▶ _Goal of the exercise_: Reproduce the source records from the beginning up to and including the line containing "x=107, y=91", scaling every answer coordinate by 0.9 and rounding to whole numbers, with halves rounded up. Keep the request lines and their sample coordinates unchanged, and omit the pictures.

Source records:

----

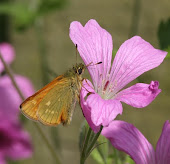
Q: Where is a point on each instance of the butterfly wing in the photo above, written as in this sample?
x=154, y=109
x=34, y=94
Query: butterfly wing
x=58, y=104
x=30, y=106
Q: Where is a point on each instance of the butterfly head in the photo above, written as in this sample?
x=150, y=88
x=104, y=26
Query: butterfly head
x=79, y=68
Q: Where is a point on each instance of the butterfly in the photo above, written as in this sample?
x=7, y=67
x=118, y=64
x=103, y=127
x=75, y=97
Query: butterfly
x=55, y=102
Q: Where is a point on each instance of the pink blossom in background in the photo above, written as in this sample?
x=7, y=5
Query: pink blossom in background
x=127, y=138
x=9, y=97
x=15, y=143
x=8, y=54
x=134, y=57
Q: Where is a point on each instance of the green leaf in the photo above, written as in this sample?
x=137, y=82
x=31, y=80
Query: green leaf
x=97, y=156
x=22, y=15
x=129, y=160
x=83, y=130
x=50, y=5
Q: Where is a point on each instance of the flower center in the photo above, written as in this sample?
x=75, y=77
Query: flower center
x=107, y=91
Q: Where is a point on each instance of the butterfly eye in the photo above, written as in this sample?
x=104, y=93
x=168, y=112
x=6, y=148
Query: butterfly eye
x=79, y=71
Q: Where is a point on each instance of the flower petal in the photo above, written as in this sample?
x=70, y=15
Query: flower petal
x=2, y=160
x=8, y=54
x=15, y=142
x=21, y=147
x=102, y=111
x=94, y=45
x=140, y=94
x=10, y=99
x=134, y=57
x=163, y=145
x=127, y=138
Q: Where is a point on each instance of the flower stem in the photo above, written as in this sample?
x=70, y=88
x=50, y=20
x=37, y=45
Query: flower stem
x=88, y=145
x=42, y=50
x=82, y=158
x=50, y=147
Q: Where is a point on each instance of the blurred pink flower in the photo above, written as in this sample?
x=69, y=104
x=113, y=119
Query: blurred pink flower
x=127, y=138
x=15, y=143
x=134, y=57
x=8, y=54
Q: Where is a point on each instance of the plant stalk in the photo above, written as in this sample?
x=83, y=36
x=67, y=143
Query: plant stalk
x=50, y=147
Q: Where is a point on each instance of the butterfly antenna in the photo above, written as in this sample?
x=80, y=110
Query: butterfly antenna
x=91, y=64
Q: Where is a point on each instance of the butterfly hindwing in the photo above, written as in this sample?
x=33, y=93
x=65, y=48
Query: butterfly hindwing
x=30, y=106
x=58, y=105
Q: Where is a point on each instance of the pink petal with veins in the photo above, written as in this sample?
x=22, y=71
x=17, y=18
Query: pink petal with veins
x=134, y=57
x=140, y=94
x=94, y=45
x=127, y=138
x=163, y=146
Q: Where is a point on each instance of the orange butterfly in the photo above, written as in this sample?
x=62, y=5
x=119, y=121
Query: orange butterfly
x=55, y=103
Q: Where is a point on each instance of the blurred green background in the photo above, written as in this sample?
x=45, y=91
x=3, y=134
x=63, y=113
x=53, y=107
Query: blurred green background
x=39, y=31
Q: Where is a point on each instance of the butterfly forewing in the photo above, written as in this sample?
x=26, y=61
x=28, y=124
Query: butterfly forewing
x=30, y=106
x=58, y=105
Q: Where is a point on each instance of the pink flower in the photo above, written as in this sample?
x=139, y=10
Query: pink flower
x=8, y=54
x=15, y=143
x=134, y=57
x=127, y=138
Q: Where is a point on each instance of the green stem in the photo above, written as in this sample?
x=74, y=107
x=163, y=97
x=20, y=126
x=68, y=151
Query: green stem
x=42, y=50
x=88, y=146
x=93, y=142
x=82, y=158
x=22, y=97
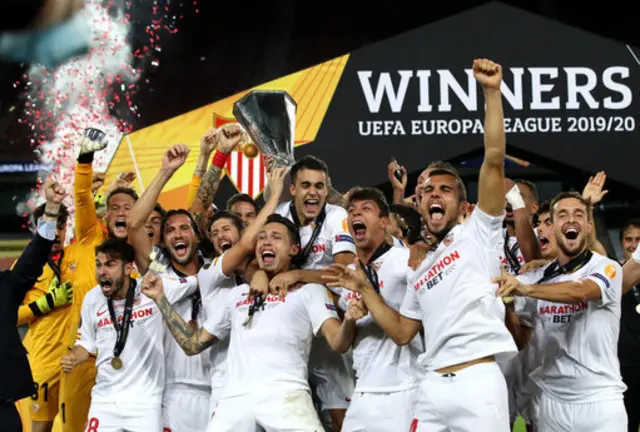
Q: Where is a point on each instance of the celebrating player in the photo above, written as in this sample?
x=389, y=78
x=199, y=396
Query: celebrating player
x=123, y=329
x=269, y=346
x=576, y=299
x=387, y=374
x=451, y=295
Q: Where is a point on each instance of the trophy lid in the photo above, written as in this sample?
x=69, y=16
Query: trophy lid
x=269, y=117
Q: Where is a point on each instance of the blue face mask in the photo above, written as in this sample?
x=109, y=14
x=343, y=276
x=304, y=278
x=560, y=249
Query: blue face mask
x=50, y=46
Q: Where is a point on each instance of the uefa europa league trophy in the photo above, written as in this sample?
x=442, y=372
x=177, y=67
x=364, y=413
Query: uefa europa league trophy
x=269, y=117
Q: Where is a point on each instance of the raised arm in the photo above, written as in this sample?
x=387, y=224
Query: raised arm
x=399, y=185
x=593, y=192
x=525, y=234
x=29, y=265
x=631, y=272
x=207, y=144
x=340, y=335
x=173, y=159
x=86, y=221
x=192, y=341
x=491, y=181
x=228, y=137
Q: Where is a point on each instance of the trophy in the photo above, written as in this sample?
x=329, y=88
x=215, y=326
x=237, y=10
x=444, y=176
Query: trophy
x=269, y=117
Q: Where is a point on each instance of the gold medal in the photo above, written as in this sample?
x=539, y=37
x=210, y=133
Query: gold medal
x=193, y=325
x=116, y=363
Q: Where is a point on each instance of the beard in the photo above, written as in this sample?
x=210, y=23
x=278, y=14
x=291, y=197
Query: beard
x=185, y=259
x=439, y=235
x=571, y=252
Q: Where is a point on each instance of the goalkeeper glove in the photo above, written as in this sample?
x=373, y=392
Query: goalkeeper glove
x=92, y=141
x=58, y=295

----

▶ _Answer to the problem_:
Q: Where is a point on each instance of the butterfly wing in the photo above, written as in this sample?
x=154, y=109
x=34, y=94
Query: butterfly wing
x=52, y=94
x=27, y=95
Q: Where is a point on each instance of the butterfly head in the photo above, written as in this sample?
x=150, y=88
x=104, y=26
Query: butterfly head
x=71, y=61
Q: Where is a point on each instance of the butterfly in the photo above, written as in this sample?
x=7, y=67
x=118, y=64
x=103, y=127
x=75, y=97
Query: butterfly
x=50, y=92
Q: Where is a point on each instance of the pink blossom in background in the photo above, written as in this sample?
x=7, y=5
Query: pink blossom in background
x=114, y=124
x=8, y=87
x=14, y=129
x=7, y=49
x=121, y=51
Q: Where is a point on each instance of the green leaf in the photo above, written as in this sample?
x=137, y=82
x=31, y=80
Query: green leaf
x=87, y=140
x=20, y=14
x=116, y=144
x=75, y=117
x=45, y=5
Q: Where is a point on each instance of the flower center in the photo above, written as in this sample?
x=75, y=77
Query: flower center
x=96, y=82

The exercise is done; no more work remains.